== Selected extract ==

This week, the Maine Ethics Commission fined Paul LePage’s campaign $3,000 after it missed a finance report filing deadline, allegedly because the campaign manager fell asleep. The incident hearkens back to the days when LePage was governor and his administration frequently missed deadlines and Maine people suffered as a result. When LePage was in the Blaine House, his administration missed:

  • deadline to file a plan for expanding Medicaid, playing a role in more than 90,000 Maine people being stuck without health care until after LePage left office

  • deadline to rehire public health nurses, leading to a series of unresolved referrals for Maine patients

  • deadline to distribute emergency funds for a new detox center to help fight the state’s opioid crisis

  • deadline to get Medicaid reimbursements for patients at Maine’s psychiatric facilities

Another example of deadline dysfunction during the LePage era was when he missed a deadline to veto laws he actively opposed, yet another case of his inability to master even the most routine functions of state government.

===

Exercise instructions —
1. Output the portion of the passage on Paul LePage's missed deadlines from "Another example of" up to and including "of state government.".
2. Render into Spanish the following sentence from the passage on Paul LePage's missed deadlines: "This week, the Maine Ethics Commission fined Paul LePage’s campaign $3,000 after it missed a finance report filing deadline, allegedly because the campaign manager fell asleep."
3. Resume the passage on Paul LePage's missed deadlines, writing onward from its final sentence.

== Input data ==

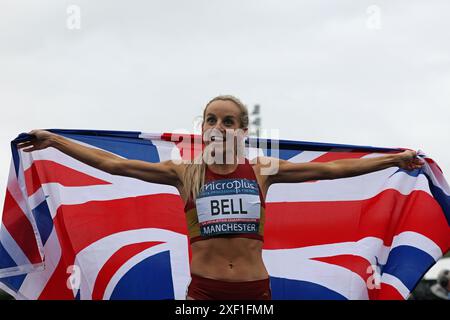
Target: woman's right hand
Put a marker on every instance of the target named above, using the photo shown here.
(41, 139)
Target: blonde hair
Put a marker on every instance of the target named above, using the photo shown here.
(194, 174)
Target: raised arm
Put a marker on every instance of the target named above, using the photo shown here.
(300, 172)
(165, 172)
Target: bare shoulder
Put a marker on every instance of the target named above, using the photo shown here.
(179, 167)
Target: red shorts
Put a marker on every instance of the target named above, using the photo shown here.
(210, 289)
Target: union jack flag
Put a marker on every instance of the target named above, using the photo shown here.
(70, 231)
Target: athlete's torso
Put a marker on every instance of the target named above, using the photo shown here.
(217, 254)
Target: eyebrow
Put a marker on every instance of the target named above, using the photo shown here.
(227, 116)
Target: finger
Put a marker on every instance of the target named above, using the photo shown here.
(29, 149)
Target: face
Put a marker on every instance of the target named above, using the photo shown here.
(221, 118)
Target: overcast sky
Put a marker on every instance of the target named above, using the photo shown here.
(357, 72)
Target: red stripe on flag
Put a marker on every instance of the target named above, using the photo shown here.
(47, 171)
(80, 225)
(20, 229)
(114, 263)
(388, 292)
(359, 265)
(77, 226)
(301, 224)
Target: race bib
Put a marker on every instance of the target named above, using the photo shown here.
(229, 207)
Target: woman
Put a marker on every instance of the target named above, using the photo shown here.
(224, 200)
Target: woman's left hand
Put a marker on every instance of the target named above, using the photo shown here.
(408, 160)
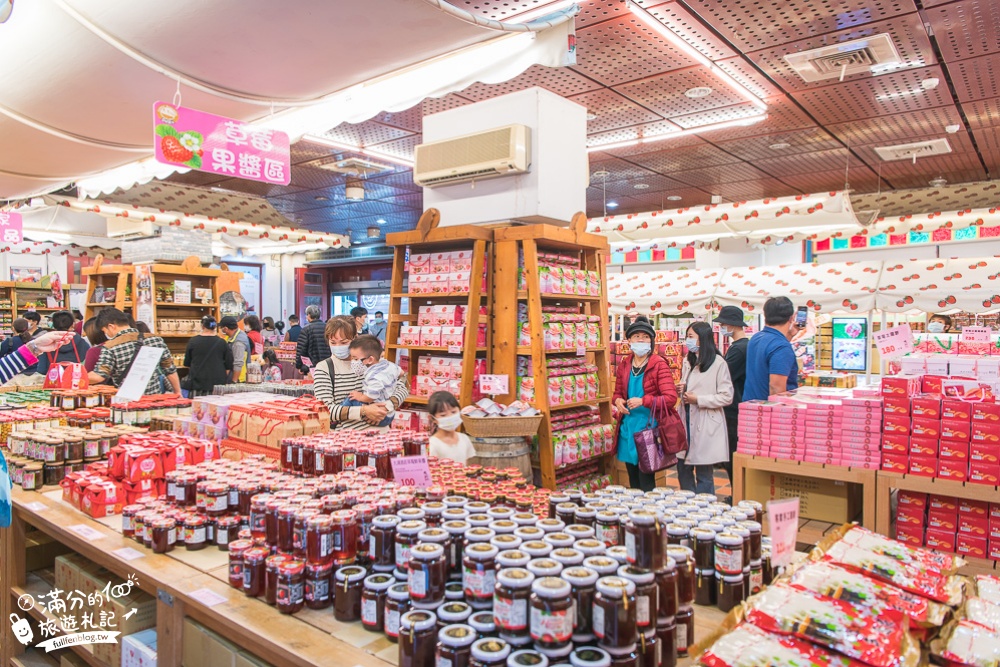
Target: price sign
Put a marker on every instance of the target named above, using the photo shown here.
(494, 384)
(975, 335)
(411, 471)
(894, 342)
(783, 519)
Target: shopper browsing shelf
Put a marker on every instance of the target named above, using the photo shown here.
(312, 346)
(209, 359)
(334, 379)
(121, 349)
(240, 345)
(642, 379)
(378, 375)
(771, 364)
(706, 391)
(446, 441)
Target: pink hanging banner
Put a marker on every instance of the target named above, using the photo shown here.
(11, 227)
(219, 145)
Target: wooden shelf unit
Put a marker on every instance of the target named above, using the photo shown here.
(511, 243)
(428, 237)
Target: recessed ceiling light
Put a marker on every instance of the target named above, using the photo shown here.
(698, 91)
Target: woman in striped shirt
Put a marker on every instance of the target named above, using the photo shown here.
(333, 380)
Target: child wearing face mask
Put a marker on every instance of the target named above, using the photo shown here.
(447, 442)
(378, 375)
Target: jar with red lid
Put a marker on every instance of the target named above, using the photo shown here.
(318, 585)
(291, 586)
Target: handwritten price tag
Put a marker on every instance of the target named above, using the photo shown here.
(494, 384)
(975, 335)
(411, 471)
(894, 342)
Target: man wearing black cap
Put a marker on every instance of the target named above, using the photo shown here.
(731, 322)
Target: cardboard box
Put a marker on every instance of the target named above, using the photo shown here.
(820, 499)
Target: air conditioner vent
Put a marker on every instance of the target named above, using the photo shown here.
(859, 55)
(914, 150)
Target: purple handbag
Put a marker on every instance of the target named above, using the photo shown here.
(658, 444)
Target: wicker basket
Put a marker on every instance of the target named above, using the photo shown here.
(501, 427)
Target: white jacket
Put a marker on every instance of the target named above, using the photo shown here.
(708, 439)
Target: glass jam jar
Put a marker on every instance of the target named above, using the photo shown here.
(318, 579)
(615, 613)
(417, 638)
(347, 593)
(373, 599)
(551, 613)
(428, 574)
(397, 603)
(510, 601)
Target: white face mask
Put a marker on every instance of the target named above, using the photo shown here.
(449, 423)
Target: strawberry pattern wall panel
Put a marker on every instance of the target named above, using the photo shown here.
(663, 292)
(947, 285)
(825, 288)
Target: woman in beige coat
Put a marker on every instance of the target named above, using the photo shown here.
(707, 390)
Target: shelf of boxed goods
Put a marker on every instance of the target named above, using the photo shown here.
(433, 252)
(518, 297)
(181, 590)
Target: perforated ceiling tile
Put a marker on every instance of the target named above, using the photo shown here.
(665, 94)
(898, 128)
(784, 143)
(560, 80)
(625, 49)
(613, 111)
(752, 23)
(899, 92)
(977, 78)
(726, 173)
(907, 34)
(966, 29)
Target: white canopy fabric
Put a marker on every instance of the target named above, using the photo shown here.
(80, 76)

===

Expected results —
1.
Another example of deadline dysfunction during the LePage era was when he missed a deadline to veto laws he actively opposed, yet another case of his inability to master even the most routine functions of state government.

2. Esta semana, la Comisión de Ética de Maine multó a la campaña de Paul LePage con 3000 dólares después de que esta no cumpliera el plazo para presentar un informe financiero, supuestamente porque el director de campaña se quedó dormido.

3.
All told, the LePage administration’s refusal to comply with deadlines or reapply for funding cost the state nearly $2 billion in federal funds which could have been used to fund health care, child care, and other services for Maine people. Recently, LePage suggested that if re-elected, he would run this same playbook once again, saying his new administration would look “an awful lot like what we did in the first administration.”